» **DIRECTIVE**: Copy all of the material below word for word, keeping every line unchanged and in the same order.

──────

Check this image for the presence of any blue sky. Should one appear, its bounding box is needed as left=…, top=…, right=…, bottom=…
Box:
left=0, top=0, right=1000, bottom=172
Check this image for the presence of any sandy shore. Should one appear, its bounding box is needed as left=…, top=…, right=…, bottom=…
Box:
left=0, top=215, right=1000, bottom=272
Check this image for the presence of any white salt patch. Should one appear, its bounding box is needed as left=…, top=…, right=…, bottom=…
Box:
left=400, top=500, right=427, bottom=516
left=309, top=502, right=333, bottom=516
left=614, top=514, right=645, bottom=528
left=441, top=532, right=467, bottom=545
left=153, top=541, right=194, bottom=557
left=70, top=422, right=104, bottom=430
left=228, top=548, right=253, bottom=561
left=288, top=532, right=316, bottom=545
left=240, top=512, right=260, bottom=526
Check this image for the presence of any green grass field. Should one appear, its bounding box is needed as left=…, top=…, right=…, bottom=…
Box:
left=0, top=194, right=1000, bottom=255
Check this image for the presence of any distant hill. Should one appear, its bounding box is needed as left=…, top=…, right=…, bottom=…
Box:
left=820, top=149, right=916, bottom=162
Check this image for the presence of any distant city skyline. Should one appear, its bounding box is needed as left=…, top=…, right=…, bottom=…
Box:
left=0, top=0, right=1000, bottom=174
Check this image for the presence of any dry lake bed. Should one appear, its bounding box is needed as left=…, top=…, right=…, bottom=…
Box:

──────

» **THE COMPLETED TASK**:
Check this image for the presence of any blue sky. Should one appear, its bounding box is needed as left=…, top=…, right=…, bottom=…
Box:
left=0, top=0, right=1000, bottom=172
Check this image for the presence of any sandy shore. Should one appear, its bounding box is needed as left=…, top=…, right=…, bottom=…
Box:
left=0, top=215, right=1000, bottom=272
Check this image for the presence of any white salt patch. Should one appear, its bounding box is needed as left=…, top=…, right=…, bottom=…
Box:
left=400, top=500, right=427, bottom=516
left=309, top=502, right=333, bottom=516
left=614, top=514, right=645, bottom=528
left=441, top=532, right=467, bottom=545
left=153, top=541, right=194, bottom=557
left=70, top=422, right=104, bottom=430
left=228, top=548, right=253, bottom=561
left=288, top=532, right=316, bottom=545
left=240, top=512, right=260, bottom=526
Check this image for the presence of any green grass field. Should one appear, its bounding box is needed as left=…, top=…, right=…, bottom=…
Box:
left=0, top=194, right=1000, bottom=255
Check this image for the presence of any distant hill. Should one appear, its bounding box is needed as left=…, top=…, right=…, bottom=…
Box:
left=820, top=149, right=916, bottom=162
Check this image for the presence of any distant city skyline. Should one appear, its bounding box is needed as left=…, top=…, right=…, bottom=…
Box:
left=0, top=0, right=1000, bottom=174
Check this image for the presence of any dry lake bed. Should one appear, its bounding box is needed as left=…, top=…, right=…, bottom=…
Box:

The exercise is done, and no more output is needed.